:: TASK OBJECTIVE ::
In full and word for word, print the data below.

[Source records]
• • • • •
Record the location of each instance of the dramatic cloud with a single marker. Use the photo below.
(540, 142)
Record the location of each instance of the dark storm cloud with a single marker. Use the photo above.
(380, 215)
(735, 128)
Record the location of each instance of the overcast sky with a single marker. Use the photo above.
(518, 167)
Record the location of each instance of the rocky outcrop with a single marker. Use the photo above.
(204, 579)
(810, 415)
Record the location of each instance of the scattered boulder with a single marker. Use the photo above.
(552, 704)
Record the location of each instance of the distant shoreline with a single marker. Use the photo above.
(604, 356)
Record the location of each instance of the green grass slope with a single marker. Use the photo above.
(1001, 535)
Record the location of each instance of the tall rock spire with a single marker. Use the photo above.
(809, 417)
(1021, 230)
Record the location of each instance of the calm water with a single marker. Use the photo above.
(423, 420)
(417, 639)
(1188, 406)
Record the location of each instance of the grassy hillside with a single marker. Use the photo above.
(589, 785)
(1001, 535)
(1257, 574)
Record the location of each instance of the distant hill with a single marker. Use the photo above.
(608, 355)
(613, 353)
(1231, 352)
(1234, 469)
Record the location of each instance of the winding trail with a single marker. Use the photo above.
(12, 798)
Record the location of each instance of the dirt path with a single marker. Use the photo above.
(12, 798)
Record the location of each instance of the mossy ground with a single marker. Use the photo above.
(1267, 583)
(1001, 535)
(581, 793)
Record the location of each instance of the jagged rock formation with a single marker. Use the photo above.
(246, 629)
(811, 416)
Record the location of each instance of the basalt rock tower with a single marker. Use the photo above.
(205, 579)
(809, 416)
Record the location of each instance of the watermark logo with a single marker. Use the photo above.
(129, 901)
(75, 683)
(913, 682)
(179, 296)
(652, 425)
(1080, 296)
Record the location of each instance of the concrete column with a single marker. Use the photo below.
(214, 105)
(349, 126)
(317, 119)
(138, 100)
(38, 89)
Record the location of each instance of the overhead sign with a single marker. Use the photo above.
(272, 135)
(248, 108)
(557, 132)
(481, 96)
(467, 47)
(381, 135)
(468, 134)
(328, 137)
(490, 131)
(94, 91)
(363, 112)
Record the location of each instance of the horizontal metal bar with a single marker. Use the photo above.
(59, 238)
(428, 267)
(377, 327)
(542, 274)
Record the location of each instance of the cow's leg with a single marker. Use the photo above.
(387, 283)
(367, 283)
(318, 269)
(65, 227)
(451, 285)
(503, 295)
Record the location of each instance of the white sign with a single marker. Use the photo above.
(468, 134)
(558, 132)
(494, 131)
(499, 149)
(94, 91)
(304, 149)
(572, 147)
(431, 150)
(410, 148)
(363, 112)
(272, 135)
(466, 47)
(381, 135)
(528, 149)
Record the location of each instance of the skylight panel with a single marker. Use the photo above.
• • • • •
:: SOLUTION FOR THIS TASK ::
Record the location of each instance of the dramatic cloud with a single marker. Use the photo below.
(540, 142)
Record the location of each instance of the dark storm cloud with a single marker. Use the photo above.
(380, 215)
(735, 128)
Record the location of each instance of the overcast sky with a single marker. Use the photo above.
(518, 167)
Record the location of each instance of the rocky outcrop with a single marker. Use the photo above.
(204, 579)
(810, 415)
Record the location of each instance of the scattered boulder with a single marker. Use the photo above.
(552, 704)
Record the location of each instance of the distant shoreline with a single marker. Use the photo above.
(604, 356)
Record the location of each instance of the green grass slope with a single marker. Use the photo above.
(1001, 535)
Record the location of each instance of the tall rock spire with a single marker. Use the photo above.
(809, 417)
(1021, 230)
Record the location of each instance of the calm water with a single marker. Use the photo above.
(423, 420)
(417, 639)
(1188, 406)
Record the location of each instance of the grassy hillside with a single marker. Use the photo above.
(589, 785)
(1001, 535)
(1257, 574)
Record the location of each instance of the distant hill with a single marker. Use the photo above.
(608, 355)
(613, 353)
(1231, 352)
(1234, 469)
Record the location of each instance of the winding trail with a single marker. Use the photo above.
(12, 798)
Record the location of each instance of the dirt path with a single marker. Use the photo above.
(12, 798)
Record the location of each instance of the mossy ground with a single marker. Use the photo above.
(1267, 583)
(1001, 535)
(581, 793)
Record the location of each instance of the jagged rock formation with a single marker. Use the photo above.
(246, 629)
(811, 416)
Record the location of each instance of the basalt rock tower with a single marker. Use the photo above.
(205, 579)
(809, 416)
Record the location of each instance of the watermark logo with a single marker. Use the photo above.
(129, 901)
(75, 683)
(913, 682)
(179, 296)
(652, 425)
(1080, 296)
Record the location of each instance of the concrete column with a single marker. Use the photo below.
(214, 105)
(349, 126)
(317, 119)
(138, 100)
(38, 89)
Record the location of each instance of the overhead sign with a single marker. Use the photo above.
(272, 135)
(248, 108)
(557, 132)
(481, 96)
(467, 47)
(381, 135)
(468, 134)
(328, 137)
(490, 131)
(94, 91)
(363, 112)
Record the location of each instance of the horizontal metal bar with a single marker. Use the photo above.
(59, 238)
(428, 267)
(377, 327)
(542, 274)
Record the location of each instance of the cow's leg with a single marker. Use the photo above.
(387, 283)
(367, 283)
(318, 269)
(65, 227)
(451, 285)
(503, 295)
Record the location of each instance of the white sign with a single marker. Use the photo above.
(468, 134)
(558, 132)
(494, 131)
(499, 149)
(94, 91)
(304, 149)
(572, 147)
(431, 150)
(410, 148)
(363, 112)
(272, 135)
(466, 47)
(381, 135)
(528, 149)
Record the location of each instance of the skylight panel with a single marker. Use the photo above.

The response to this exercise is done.